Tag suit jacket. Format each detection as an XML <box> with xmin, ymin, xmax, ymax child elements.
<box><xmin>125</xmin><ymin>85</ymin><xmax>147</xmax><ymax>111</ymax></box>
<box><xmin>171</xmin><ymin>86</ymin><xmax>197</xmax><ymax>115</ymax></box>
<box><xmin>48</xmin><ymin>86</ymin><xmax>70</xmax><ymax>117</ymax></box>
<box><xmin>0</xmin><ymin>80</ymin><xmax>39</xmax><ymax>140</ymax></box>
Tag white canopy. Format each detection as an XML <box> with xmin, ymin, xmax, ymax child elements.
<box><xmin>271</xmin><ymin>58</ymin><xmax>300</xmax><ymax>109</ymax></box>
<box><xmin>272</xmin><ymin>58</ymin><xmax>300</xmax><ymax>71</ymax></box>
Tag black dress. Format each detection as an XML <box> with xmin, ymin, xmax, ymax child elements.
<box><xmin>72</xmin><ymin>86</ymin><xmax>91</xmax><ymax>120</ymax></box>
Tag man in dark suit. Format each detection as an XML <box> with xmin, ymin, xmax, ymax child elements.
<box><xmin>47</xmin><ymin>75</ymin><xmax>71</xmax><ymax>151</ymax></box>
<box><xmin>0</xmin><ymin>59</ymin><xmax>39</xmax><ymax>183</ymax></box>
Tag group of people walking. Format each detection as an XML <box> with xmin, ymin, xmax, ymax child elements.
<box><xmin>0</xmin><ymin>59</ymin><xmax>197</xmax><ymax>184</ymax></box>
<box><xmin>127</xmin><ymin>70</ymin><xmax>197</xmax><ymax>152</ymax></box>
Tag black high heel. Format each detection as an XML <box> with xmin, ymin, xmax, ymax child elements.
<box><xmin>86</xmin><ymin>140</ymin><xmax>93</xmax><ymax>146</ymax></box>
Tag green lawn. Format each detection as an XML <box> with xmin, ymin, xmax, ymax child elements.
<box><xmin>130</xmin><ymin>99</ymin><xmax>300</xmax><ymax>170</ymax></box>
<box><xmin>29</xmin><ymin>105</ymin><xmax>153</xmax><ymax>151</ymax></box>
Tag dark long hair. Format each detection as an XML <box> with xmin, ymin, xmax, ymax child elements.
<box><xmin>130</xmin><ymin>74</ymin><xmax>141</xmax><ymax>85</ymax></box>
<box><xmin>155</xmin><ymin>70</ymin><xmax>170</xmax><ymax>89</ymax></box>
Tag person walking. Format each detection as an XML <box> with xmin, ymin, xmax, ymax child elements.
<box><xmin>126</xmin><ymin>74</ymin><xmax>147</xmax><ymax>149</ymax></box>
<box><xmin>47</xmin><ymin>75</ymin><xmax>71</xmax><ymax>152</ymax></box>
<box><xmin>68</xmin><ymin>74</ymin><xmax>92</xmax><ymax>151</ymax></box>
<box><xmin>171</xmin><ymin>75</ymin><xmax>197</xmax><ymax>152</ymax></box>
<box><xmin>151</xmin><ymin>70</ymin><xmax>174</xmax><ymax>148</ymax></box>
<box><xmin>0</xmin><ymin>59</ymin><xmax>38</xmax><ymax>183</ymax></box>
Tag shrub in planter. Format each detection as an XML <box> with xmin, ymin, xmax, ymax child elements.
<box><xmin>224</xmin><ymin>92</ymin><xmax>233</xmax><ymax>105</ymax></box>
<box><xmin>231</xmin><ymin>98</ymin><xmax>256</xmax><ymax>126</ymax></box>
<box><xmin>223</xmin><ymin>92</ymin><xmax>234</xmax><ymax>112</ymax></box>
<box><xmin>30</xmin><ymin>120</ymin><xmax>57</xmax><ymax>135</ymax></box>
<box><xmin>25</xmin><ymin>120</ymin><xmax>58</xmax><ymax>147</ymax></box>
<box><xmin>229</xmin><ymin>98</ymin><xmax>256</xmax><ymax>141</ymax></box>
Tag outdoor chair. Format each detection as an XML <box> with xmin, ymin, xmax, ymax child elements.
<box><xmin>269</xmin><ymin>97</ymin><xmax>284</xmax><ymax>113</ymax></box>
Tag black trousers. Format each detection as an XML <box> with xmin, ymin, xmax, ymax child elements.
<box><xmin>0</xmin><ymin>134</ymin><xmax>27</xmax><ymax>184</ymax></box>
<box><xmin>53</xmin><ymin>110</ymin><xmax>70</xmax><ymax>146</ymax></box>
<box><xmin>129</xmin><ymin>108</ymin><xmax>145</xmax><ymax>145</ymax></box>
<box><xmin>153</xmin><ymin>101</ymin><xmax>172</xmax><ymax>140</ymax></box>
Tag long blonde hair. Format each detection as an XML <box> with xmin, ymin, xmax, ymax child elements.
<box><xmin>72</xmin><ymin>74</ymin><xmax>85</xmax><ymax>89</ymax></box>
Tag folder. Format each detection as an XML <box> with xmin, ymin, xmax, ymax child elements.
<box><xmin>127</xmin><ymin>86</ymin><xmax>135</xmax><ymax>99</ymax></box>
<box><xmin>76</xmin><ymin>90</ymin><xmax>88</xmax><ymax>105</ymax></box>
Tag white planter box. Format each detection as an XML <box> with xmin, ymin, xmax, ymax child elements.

━━━━

- [YOUR OBJECTIVE] What you write must match the material above exactly and in full.

- [TASK SOLUTION]
Tag suit jacket. Format each detection as an XML <box> with xmin, ymin, xmax, ymax child elements.
<box><xmin>125</xmin><ymin>85</ymin><xmax>147</xmax><ymax>111</ymax></box>
<box><xmin>171</xmin><ymin>86</ymin><xmax>197</xmax><ymax>115</ymax></box>
<box><xmin>48</xmin><ymin>86</ymin><xmax>70</xmax><ymax>117</ymax></box>
<box><xmin>0</xmin><ymin>80</ymin><xmax>39</xmax><ymax>140</ymax></box>
Tag white canopy. Format each detection as an XML <box> with xmin, ymin, xmax, ymax child elements.
<box><xmin>271</xmin><ymin>58</ymin><xmax>300</xmax><ymax>109</ymax></box>
<box><xmin>272</xmin><ymin>58</ymin><xmax>300</xmax><ymax>71</ymax></box>
Tag black dress. Format each detection as an XML <box> with xmin, ymin, xmax, ymax child elements.
<box><xmin>72</xmin><ymin>86</ymin><xmax>91</xmax><ymax>120</ymax></box>
Tag man in dark suit. Format each detection as an XML <box> with xmin, ymin, xmax, ymax child elements.
<box><xmin>47</xmin><ymin>75</ymin><xmax>71</xmax><ymax>151</ymax></box>
<box><xmin>0</xmin><ymin>59</ymin><xmax>39</xmax><ymax>183</ymax></box>
Tag group of people walking. Format each detection as an XML <box> with xmin, ymin, xmax, ymax child elements.
<box><xmin>0</xmin><ymin>59</ymin><xmax>197</xmax><ymax>184</ymax></box>
<box><xmin>127</xmin><ymin>70</ymin><xmax>197</xmax><ymax>152</ymax></box>
Tag black high heel. Format each detection as an XML <box> with xmin, ymin, xmax, ymax child elements.
<box><xmin>86</xmin><ymin>140</ymin><xmax>93</xmax><ymax>146</ymax></box>
Tag green lawn. Format each detection as an XML <box> with xmin, ymin, xmax, ymax child elements.
<box><xmin>130</xmin><ymin>99</ymin><xmax>300</xmax><ymax>170</ymax></box>
<box><xmin>29</xmin><ymin>105</ymin><xmax>153</xmax><ymax>151</ymax></box>
Tag dark long hair. Format each detection as an XML <box> with xmin, ymin, xmax, ymax child elements.
<box><xmin>130</xmin><ymin>74</ymin><xmax>141</xmax><ymax>85</ymax></box>
<box><xmin>155</xmin><ymin>70</ymin><xmax>170</xmax><ymax>89</ymax></box>
Tag person walking. Format each detection as an XML <box> with xmin, ymin, xmax, ymax child elements.
<box><xmin>126</xmin><ymin>74</ymin><xmax>147</xmax><ymax>149</ymax></box>
<box><xmin>47</xmin><ymin>75</ymin><xmax>71</xmax><ymax>152</ymax></box>
<box><xmin>68</xmin><ymin>74</ymin><xmax>92</xmax><ymax>151</ymax></box>
<box><xmin>171</xmin><ymin>75</ymin><xmax>197</xmax><ymax>152</ymax></box>
<box><xmin>151</xmin><ymin>70</ymin><xmax>174</xmax><ymax>148</ymax></box>
<box><xmin>0</xmin><ymin>59</ymin><xmax>38</xmax><ymax>183</ymax></box>
Tag shrub in planter. Format each detection as an XML <box> with xmin, ymin, xmax, ymax child elements.
<box><xmin>224</xmin><ymin>92</ymin><xmax>233</xmax><ymax>105</ymax></box>
<box><xmin>231</xmin><ymin>98</ymin><xmax>256</xmax><ymax>126</ymax></box>
<box><xmin>223</xmin><ymin>92</ymin><xmax>234</xmax><ymax>112</ymax></box>
<box><xmin>30</xmin><ymin>120</ymin><xmax>57</xmax><ymax>135</ymax></box>
<box><xmin>25</xmin><ymin>120</ymin><xmax>58</xmax><ymax>147</ymax></box>
<box><xmin>229</xmin><ymin>98</ymin><xmax>256</xmax><ymax>141</ymax></box>
Tag outdoor chair. Format each detection as an XML <box> with xmin, ymin, xmax, ymax child elements.
<box><xmin>269</xmin><ymin>97</ymin><xmax>284</xmax><ymax>113</ymax></box>
Tag black trousers. Format each detection as an XML <box> with xmin, ymin, xmax, ymax child elements.
<box><xmin>0</xmin><ymin>134</ymin><xmax>27</xmax><ymax>184</ymax></box>
<box><xmin>53</xmin><ymin>110</ymin><xmax>70</xmax><ymax>146</ymax></box>
<box><xmin>129</xmin><ymin>108</ymin><xmax>145</xmax><ymax>145</ymax></box>
<box><xmin>153</xmin><ymin>101</ymin><xmax>172</xmax><ymax>140</ymax></box>
Tag long blonde hair. Format each detection as an XML <box> with xmin, ymin, xmax, ymax child elements.
<box><xmin>72</xmin><ymin>74</ymin><xmax>85</xmax><ymax>89</ymax></box>
Tag folder. Format each detection as an XML <box> with xmin, ymin, xmax, ymax child elements.
<box><xmin>127</xmin><ymin>86</ymin><xmax>135</xmax><ymax>99</ymax></box>
<box><xmin>76</xmin><ymin>90</ymin><xmax>88</xmax><ymax>105</ymax></box>
Tag white planter box. Format each detection as an XML <box> with xmin, ymin, xmax, ymax child elements.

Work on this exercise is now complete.